Point annotation records

Start

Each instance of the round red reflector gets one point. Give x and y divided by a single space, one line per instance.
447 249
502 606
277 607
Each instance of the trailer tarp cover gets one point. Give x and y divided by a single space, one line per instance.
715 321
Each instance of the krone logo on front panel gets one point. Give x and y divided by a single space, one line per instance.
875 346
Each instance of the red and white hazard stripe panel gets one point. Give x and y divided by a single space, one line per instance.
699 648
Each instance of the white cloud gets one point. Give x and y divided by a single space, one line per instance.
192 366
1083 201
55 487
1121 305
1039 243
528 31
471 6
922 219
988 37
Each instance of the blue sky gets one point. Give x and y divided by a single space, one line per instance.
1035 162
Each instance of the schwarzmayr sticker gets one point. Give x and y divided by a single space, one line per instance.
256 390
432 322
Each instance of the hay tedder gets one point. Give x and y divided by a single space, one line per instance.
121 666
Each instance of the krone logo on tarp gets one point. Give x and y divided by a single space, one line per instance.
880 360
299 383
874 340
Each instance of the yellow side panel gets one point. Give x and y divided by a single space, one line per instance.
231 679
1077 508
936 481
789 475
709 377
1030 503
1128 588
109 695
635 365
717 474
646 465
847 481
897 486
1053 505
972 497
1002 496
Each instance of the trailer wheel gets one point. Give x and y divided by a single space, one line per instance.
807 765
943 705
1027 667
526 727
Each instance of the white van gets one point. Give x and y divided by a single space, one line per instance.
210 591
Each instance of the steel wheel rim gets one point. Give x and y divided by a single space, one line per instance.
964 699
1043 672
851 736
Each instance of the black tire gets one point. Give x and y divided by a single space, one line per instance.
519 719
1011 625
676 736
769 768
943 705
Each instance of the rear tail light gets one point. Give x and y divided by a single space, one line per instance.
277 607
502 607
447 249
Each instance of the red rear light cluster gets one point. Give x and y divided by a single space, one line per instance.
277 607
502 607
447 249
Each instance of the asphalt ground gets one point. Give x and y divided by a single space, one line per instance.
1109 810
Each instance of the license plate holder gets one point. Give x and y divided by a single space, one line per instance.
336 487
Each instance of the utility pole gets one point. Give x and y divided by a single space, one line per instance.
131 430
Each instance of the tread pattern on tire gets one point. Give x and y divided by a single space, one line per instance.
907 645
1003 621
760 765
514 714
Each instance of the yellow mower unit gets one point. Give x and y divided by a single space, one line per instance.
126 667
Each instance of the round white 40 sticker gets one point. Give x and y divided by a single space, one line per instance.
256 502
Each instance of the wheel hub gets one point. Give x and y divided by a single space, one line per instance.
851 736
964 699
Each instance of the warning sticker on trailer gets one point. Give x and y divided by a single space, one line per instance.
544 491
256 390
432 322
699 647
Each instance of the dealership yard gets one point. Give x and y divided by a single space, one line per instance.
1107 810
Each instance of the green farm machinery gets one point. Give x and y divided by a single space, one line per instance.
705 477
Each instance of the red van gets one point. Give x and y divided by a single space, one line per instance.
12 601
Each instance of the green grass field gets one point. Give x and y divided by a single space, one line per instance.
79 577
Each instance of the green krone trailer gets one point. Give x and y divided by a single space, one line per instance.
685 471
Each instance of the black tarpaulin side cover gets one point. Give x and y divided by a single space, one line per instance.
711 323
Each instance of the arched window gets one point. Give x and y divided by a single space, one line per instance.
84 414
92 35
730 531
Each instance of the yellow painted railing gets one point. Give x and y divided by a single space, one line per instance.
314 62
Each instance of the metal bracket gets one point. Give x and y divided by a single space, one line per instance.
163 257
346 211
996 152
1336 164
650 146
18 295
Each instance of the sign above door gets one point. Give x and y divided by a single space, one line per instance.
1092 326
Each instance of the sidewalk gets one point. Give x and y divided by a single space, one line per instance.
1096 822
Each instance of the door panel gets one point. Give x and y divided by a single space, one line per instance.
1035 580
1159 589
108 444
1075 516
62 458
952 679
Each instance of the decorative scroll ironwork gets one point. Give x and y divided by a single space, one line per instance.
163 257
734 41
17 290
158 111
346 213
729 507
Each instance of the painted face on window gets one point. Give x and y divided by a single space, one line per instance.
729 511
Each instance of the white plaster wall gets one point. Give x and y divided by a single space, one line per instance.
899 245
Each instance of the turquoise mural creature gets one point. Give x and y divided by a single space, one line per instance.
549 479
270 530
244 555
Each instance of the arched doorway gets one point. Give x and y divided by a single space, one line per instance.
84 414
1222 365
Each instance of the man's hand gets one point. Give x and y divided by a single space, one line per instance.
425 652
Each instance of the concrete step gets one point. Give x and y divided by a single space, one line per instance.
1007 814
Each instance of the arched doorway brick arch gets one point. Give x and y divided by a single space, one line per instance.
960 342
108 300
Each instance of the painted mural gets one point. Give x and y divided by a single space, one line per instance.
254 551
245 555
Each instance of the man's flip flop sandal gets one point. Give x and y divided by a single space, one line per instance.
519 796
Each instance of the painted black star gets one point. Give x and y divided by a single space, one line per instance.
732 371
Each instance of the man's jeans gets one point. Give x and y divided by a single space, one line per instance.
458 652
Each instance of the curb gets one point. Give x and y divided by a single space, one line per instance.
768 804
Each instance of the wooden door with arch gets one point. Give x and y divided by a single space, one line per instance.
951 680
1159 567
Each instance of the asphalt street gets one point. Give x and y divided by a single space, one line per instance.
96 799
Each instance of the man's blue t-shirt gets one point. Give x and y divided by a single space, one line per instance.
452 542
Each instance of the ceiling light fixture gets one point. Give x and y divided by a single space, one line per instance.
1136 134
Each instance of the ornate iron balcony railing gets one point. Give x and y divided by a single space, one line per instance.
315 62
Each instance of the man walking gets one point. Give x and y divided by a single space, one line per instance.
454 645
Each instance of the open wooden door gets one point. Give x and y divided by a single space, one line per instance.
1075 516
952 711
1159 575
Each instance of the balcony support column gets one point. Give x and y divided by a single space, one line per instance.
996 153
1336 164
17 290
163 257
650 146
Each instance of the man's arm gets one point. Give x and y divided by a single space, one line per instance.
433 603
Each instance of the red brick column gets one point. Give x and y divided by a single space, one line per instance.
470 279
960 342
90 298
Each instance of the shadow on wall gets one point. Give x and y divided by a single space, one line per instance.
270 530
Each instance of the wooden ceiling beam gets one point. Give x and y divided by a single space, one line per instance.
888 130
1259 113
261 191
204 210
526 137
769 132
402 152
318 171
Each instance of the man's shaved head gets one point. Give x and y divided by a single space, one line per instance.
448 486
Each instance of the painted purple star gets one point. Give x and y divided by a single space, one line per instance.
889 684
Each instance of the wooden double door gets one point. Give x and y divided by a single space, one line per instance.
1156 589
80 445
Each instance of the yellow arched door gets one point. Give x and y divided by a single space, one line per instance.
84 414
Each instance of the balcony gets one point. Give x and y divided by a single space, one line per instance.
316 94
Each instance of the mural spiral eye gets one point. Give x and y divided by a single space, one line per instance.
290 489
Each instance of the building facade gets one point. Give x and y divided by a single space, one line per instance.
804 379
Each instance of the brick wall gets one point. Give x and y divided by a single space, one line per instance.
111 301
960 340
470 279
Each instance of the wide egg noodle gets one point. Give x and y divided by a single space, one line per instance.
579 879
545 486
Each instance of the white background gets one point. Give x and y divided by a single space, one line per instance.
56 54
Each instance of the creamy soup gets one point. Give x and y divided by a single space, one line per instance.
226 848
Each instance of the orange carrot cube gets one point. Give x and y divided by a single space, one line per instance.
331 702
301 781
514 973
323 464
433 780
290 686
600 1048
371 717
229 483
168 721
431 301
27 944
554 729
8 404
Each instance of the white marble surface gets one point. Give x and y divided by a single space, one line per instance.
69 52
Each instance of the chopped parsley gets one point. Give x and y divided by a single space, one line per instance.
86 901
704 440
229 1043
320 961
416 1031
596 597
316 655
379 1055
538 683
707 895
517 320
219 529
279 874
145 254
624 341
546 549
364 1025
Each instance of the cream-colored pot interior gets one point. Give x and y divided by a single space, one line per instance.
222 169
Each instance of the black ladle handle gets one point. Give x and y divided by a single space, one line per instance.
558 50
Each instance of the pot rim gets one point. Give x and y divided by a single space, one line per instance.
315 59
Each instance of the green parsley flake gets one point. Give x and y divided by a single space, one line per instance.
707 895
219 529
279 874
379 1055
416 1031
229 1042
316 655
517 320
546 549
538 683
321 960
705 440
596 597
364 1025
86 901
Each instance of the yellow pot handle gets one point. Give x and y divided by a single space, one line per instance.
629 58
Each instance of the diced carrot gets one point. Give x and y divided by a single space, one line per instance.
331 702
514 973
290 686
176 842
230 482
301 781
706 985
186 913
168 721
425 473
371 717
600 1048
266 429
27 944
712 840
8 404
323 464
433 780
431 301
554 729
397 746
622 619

End

DIRECTIVE =>
Nothing but the lines from the one with "Each instance of the orange" through the end of the data above should be repeated, each exactly as it stands.

SOLVED EXERCISE =>
Each instance of the orange carrot cube gets one point. Give x and y divided by a single space, one line per instance.
331 702
301 781
514 973
323 464
433 780
290 686
600 1048
371 717
229 483
168 721
431 301
27 944
554 729
8 404
Each instance of the white marble surface gets one point. Give x and y divided by a single space, one line per instance.
69 52
Each instance of the chopped parsley gets one point. Give x and y divided by a single space, one line per instance.
86 901
704 440
229 1043
320 961
416 1031
596 597
316 655
379 1055
538 683
707 895
517 320
219 529
279 874
145 254
624 341
546 549
364 1025
Each instance of the cream-colored pot interior gets one point. Give x and y divided by a single space, one line per instance.
222 169
Each instance of the black ladle handle gets one point. Give x and y divided by a single space, one line per instance.
558 50
Each instance of the pot rim gets one point. Give x and y divided by a single space, one line per instance.
315 59
Each instance of the green parsley flake gets one point. Give x and y divided by a single space, one line per instance.
707 895
219 529
279 874
379 1055
416 1031
229 1042
316 655
517 320
546 549
538 683
321 960
705 440
596 597
364 1025
86 901
Each instance of the yellow pot handle gets one point. Give x and y divided by a single space, one line per instance.
629 58
Each instance of the diced carrot gets one point. Give x and y divided by a single space, one line per instance.
331 702
514 973
290 686
176 842
230 482
301 781
706 985
186 913
168 721
425 473
371 717
600 1048
266 429
27 944
712 840
8 404
323 464
433 780
431 301
554 729
397 746
622 619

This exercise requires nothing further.